Passage shown:
***

In the previous two columns, Brooke Messer, O.D., discussed innovative scleral lens applications. In the series’ final column, I will introduce a non-traditional way that scleral lenses can be prescribed.
A Case Study
1. Corneal staining O.D.
JJ is a 59-year-old female with a history of dry eyes and ocular allergies. Her history is significant for hard lens use many years ago and a facelift three years prior to her visit with me. She was referred to my office after expressing an interest in wearing contact lenses again. She reported using lubricating eye drops as needed and started Restasis (Allergan) at her recent exam. She said she wore her eyeglasses for driving, but otherwise did not use corrective lenses because she could not see at near very well with them.
Her entering acuity without correction was 20/70 O.D. and 20/150 O.S. Her near vision was 20/40 O.D. and 20/30 O.S., again without correction. Keratometry showed a K of 43.00 x 45.50 O.U. Her refraction was -4.25 + 2.75 x 30 to 20/25-2 and -5.00 + 2.50 x 135 to 20/20-2. Slit lamp exam revealed corneal staining in both eyes.
After examining JJ, my initial impression was that she was not a good candidate for contact lenses due to her complex RX, her minimal use of glasses and her ocular health. Soft torics, in the form of monovision or multifocals, would likely not work for the above-mentioned reasons. GP lenses might correct her vision acceptably, but would she tolerate them and would they have a negative impact on her ocular health? Although we could have launched her on a regimen to improve her dry eyes, follow up to gauge improvement and then consider contact lenses, this treatment plan did not seem ideal.
2. Corneal staining O.S.
Contact Lens Therapy
Most practitioners who treat ocular disease likely consider contact lenses to be another complication. I suggest prescribing contact lenses as part of the therapy. I talked with JJ about the option of using scleral lenses to both help her dry eye and correct her refractive error. She was intrigued. When I suggested that perhaps we could add a bifocal to her lenses as well, she was excited.

***

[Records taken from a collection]
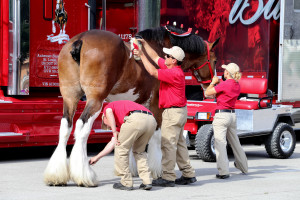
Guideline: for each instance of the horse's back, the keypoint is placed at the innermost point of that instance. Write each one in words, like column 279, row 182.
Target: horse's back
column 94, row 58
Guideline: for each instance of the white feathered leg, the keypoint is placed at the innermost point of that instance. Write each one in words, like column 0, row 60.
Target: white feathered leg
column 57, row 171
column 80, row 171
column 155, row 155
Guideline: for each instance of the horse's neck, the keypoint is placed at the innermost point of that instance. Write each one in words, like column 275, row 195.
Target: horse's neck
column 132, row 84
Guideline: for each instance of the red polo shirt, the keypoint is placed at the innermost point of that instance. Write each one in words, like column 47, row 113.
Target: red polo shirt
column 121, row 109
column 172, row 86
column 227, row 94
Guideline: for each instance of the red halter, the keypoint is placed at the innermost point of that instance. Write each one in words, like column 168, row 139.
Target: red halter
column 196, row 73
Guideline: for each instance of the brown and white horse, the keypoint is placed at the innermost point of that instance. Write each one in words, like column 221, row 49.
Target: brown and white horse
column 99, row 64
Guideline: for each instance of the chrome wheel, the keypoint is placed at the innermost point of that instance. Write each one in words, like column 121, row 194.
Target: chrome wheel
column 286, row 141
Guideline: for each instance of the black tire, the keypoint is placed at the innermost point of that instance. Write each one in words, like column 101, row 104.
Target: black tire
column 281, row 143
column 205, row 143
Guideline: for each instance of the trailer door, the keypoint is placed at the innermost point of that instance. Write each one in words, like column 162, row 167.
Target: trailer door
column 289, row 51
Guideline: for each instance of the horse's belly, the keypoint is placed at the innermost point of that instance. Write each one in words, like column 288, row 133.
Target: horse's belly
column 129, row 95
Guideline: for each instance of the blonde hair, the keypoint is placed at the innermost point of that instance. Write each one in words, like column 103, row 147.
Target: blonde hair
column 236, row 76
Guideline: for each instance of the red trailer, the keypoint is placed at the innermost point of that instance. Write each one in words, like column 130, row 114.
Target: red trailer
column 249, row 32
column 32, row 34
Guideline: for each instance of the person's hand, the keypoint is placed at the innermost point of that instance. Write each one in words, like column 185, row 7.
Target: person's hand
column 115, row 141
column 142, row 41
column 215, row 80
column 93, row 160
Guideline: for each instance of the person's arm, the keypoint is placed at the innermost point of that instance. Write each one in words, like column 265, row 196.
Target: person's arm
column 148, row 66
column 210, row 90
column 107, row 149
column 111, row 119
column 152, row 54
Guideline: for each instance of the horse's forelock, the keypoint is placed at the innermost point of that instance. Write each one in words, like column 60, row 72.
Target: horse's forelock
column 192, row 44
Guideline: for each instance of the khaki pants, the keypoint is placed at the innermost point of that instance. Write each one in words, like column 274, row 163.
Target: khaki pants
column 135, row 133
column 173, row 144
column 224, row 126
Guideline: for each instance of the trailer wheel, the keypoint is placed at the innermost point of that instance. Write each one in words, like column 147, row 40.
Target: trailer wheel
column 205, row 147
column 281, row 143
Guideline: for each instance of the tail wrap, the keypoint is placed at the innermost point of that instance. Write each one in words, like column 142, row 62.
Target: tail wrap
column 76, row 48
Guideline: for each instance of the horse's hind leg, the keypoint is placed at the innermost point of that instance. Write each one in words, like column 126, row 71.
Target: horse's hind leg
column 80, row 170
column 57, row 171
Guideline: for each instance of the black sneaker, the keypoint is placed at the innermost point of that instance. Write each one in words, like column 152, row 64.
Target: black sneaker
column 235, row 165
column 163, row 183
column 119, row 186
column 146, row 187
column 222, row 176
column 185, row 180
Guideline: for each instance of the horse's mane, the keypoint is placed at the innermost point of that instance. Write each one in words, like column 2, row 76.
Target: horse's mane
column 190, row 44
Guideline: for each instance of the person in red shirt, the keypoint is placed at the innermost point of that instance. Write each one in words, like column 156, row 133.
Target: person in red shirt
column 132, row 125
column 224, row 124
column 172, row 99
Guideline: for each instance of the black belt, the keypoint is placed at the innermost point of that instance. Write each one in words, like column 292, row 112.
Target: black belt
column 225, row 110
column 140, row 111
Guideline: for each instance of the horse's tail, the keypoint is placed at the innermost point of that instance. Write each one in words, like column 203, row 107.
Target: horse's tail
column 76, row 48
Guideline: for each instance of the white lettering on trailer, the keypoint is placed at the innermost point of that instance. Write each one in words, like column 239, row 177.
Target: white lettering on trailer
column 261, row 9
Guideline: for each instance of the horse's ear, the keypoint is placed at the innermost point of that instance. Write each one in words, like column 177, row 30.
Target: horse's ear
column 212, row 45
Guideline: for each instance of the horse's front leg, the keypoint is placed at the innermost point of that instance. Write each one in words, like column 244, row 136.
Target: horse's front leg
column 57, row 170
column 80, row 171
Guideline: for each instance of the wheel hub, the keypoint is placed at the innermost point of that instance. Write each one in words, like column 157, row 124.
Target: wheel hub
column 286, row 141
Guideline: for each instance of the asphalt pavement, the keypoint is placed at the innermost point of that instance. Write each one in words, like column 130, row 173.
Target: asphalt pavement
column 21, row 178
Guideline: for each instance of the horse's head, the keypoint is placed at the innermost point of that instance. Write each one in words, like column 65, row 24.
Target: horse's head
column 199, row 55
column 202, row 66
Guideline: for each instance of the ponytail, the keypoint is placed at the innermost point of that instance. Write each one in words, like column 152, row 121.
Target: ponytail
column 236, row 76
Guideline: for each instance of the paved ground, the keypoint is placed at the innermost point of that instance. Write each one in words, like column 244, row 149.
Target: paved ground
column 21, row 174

***

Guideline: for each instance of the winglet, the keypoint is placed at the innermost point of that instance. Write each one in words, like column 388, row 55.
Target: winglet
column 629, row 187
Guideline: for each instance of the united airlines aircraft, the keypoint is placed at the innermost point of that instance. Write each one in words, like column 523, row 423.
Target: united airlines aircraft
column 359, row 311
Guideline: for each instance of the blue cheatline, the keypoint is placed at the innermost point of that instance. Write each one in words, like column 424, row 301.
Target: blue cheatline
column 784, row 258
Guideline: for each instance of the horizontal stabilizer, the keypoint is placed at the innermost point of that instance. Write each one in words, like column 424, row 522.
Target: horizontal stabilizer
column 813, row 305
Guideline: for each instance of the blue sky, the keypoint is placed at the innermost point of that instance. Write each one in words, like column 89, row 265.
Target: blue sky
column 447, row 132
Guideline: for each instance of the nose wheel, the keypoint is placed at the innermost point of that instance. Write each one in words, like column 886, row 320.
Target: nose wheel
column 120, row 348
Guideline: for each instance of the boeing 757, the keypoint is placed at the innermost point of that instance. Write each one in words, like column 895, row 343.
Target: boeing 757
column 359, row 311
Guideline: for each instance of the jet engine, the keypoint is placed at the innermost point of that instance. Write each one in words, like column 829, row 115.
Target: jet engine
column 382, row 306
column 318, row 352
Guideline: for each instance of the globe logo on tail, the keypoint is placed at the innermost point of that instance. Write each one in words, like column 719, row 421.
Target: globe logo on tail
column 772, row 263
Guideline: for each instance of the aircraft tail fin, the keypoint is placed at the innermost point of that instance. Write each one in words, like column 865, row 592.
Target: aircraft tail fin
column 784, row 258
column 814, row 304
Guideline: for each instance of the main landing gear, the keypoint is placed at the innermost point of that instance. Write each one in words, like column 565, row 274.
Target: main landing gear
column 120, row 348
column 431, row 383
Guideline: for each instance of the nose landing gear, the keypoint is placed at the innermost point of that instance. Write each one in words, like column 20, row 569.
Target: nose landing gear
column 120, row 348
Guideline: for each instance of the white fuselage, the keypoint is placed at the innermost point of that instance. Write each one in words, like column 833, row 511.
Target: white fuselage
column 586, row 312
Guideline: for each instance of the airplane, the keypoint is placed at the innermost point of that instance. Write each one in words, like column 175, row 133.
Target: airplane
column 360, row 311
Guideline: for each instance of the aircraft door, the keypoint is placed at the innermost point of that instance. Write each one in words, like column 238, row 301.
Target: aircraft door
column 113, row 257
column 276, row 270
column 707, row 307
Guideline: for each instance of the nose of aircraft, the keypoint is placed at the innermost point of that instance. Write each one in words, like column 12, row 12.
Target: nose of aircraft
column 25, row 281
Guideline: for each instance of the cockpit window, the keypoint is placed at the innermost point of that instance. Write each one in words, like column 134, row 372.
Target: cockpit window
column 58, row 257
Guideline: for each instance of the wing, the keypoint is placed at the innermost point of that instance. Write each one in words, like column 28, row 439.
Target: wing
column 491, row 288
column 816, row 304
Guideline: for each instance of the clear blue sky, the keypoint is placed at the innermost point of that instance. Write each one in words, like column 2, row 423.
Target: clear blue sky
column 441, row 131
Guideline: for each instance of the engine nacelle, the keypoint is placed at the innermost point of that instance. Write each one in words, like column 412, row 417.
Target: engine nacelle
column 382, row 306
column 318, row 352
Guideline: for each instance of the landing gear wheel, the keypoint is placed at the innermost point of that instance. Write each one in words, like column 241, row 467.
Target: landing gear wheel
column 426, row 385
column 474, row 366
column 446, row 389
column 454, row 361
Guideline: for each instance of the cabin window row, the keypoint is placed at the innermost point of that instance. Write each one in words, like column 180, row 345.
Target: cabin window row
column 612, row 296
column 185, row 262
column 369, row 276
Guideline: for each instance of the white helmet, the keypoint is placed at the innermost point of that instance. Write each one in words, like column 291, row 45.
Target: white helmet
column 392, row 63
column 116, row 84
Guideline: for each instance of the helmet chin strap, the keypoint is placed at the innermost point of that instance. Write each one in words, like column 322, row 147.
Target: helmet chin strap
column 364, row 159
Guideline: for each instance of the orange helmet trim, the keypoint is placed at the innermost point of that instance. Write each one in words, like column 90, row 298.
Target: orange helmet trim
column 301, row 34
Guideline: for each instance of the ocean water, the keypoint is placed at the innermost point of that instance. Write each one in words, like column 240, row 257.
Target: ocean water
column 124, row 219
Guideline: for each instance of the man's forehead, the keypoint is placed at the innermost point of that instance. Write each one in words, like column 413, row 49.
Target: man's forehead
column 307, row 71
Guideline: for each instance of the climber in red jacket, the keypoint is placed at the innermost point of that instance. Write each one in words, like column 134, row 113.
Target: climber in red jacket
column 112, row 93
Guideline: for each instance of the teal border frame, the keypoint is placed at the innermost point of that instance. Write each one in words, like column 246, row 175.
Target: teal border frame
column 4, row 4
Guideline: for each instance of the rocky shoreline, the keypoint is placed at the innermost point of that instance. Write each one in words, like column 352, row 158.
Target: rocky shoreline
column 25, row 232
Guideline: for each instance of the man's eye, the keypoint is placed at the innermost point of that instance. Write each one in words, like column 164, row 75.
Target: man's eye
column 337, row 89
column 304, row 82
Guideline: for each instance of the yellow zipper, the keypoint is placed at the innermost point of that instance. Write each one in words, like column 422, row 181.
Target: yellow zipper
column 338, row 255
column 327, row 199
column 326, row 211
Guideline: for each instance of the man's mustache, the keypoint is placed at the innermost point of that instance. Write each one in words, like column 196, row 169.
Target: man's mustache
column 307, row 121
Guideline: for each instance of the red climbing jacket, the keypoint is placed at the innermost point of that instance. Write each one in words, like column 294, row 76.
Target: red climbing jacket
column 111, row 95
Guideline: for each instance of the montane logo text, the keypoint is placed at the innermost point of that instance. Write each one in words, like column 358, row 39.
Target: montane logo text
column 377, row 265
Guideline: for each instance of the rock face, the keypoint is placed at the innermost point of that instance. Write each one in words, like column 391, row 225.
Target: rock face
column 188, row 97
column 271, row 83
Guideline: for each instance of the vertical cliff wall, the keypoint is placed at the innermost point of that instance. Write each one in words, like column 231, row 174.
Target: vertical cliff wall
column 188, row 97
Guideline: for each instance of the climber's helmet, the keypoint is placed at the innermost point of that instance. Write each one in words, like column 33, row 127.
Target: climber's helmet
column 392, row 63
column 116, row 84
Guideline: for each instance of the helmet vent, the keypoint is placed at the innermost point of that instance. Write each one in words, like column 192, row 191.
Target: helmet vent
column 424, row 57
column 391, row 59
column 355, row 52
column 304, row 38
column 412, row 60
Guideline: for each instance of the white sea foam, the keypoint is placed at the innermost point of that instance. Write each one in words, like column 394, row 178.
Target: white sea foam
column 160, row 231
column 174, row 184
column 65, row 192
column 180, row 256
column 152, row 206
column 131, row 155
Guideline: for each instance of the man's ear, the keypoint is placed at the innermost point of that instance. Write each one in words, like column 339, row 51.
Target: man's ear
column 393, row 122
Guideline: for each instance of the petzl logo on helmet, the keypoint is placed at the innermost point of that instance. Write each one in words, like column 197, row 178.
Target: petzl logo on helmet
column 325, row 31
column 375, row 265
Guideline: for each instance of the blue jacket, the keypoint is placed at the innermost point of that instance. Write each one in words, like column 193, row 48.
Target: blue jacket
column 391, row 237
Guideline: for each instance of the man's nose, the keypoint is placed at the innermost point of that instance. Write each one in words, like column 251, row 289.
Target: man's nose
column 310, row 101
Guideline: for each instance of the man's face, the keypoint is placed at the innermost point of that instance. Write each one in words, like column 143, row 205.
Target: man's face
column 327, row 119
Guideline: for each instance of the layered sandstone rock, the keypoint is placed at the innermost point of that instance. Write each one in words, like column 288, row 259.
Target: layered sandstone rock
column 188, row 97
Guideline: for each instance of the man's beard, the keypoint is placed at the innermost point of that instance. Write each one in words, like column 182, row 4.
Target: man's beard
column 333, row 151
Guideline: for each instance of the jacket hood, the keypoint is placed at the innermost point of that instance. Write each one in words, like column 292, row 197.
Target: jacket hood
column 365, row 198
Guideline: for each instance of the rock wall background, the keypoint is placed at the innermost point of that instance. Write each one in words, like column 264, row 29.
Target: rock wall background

***

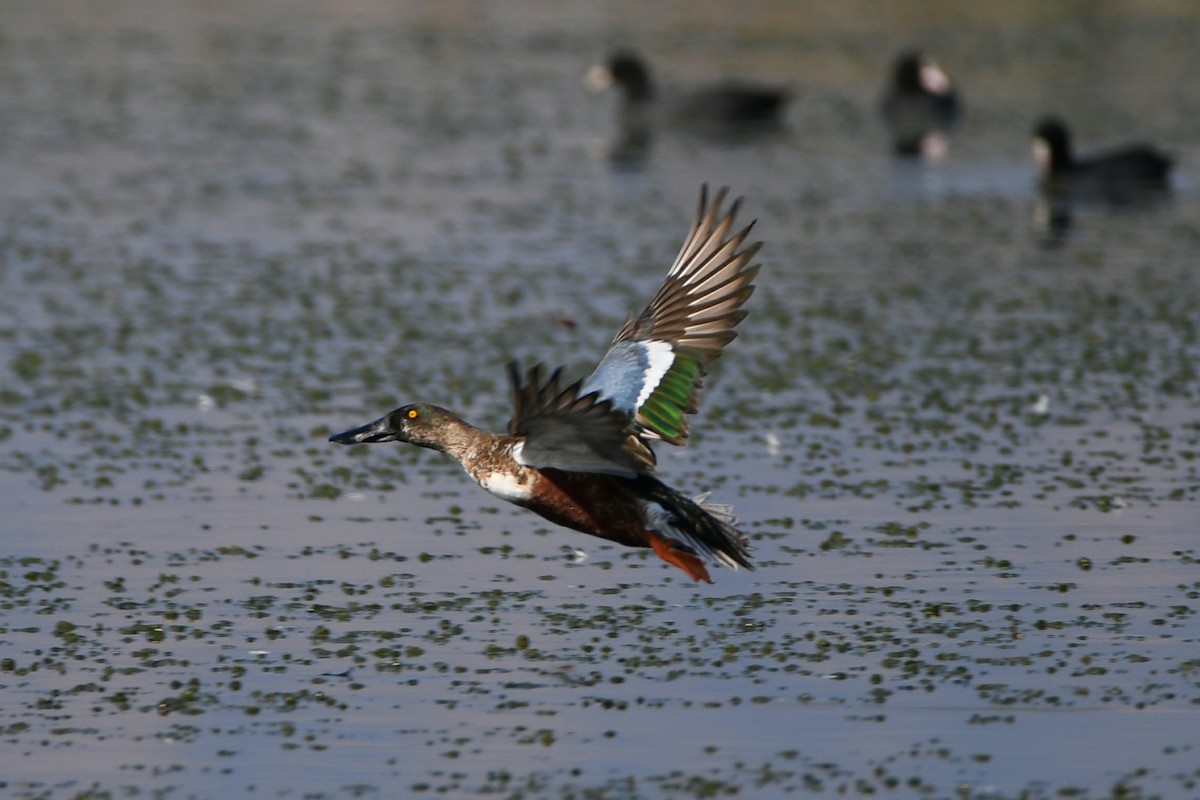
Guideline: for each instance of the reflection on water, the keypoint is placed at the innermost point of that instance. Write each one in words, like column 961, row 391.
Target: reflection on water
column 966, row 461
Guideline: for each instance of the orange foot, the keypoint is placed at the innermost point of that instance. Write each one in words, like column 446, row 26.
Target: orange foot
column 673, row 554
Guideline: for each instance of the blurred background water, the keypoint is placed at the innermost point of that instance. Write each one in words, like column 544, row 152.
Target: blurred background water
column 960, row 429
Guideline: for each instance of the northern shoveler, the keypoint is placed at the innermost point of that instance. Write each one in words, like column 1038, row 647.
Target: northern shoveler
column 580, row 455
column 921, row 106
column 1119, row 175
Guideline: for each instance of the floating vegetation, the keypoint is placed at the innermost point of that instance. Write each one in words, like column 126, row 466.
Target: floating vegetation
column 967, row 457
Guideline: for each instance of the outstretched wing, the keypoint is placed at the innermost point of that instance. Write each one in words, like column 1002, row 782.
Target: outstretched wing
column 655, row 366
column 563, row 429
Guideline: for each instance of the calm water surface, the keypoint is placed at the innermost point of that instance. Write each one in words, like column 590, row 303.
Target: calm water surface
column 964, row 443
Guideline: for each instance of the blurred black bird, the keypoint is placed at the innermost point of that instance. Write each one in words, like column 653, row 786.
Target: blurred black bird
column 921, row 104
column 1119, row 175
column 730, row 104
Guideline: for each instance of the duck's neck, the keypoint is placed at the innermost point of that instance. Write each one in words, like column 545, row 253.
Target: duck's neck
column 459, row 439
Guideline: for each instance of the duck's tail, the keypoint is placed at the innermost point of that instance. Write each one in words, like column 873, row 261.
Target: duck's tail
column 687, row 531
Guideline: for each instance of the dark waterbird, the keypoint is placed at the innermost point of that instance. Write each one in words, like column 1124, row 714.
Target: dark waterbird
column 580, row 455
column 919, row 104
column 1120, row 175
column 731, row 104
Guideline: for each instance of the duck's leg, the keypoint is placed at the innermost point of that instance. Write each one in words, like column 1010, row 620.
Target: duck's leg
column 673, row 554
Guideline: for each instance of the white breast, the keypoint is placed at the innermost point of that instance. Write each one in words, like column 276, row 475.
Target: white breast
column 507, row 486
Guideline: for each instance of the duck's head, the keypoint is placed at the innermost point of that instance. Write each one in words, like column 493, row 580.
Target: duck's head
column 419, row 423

***

Requirement A:
Answer these questions using the scleral lens column.
(i) Who discussed innovative scleral lens applications in the previous two columns?
(ii) What keratometry reading was recorded for JJ?
(iii) For what activity did JJ say she wore her eyeglasses?
Requirement B:
Extend the scleral lens column by continuing it from its last sentence.

Your response A:
(i) Brooke Messer, O.D.
(ii) A K of 43.00 x 45.50 O.U.
(iii) Driving.

Your response B:
I chose the Digiform scleral lens N series (Truform) for normal corneas, and achieved a nice fit in each eye with the following parameters: 7.65 base curve, 15.0mm diameter, standard peripheral curves, +2.25 add and 2.0mm near add zone all parameters O.U. in Boston XO. The base prescription was -1.62 in the right eye and 3.00 in the left eye.
I selected the 15.0mm diameter to make sure the lens was optimally centered. With larger lenses, inferior decentration can be more common, which could create problems with a small central near zone.
JJ reported good comfort and vision—specifically improvement in her distance vision, while maintaining her ability to read. Her acuity was 20/20-2 O.D. and 20/20-1 O.S., 20/20 O.U. at distance. Her near vision was 20/25 in each eye. She was managing to apply and remove the lenses properly, and scheduled a two-week return visit.
At the follow-up, she reported that she was able to wear the lenses for most of the day with good vision and comfort. Her corneal staining, while not resolved completely, showed improvement compared to her pre-fitting condition. Overall, she was doing quite well and was happy.
This case demonstrates the versatility of scleral lenses, and the success you can achieve when you think outside the box. Keep in mind that scleral and corneoscleral lens manufacturers can make bifocal or multifocal design lenses on request.
This series on getting creative with scleral lenses is based on a simple motto: If you can imagine it, you can do it. As the manufacturing capabilities continue to advance, the number of opportunities to use these lenses multiplies.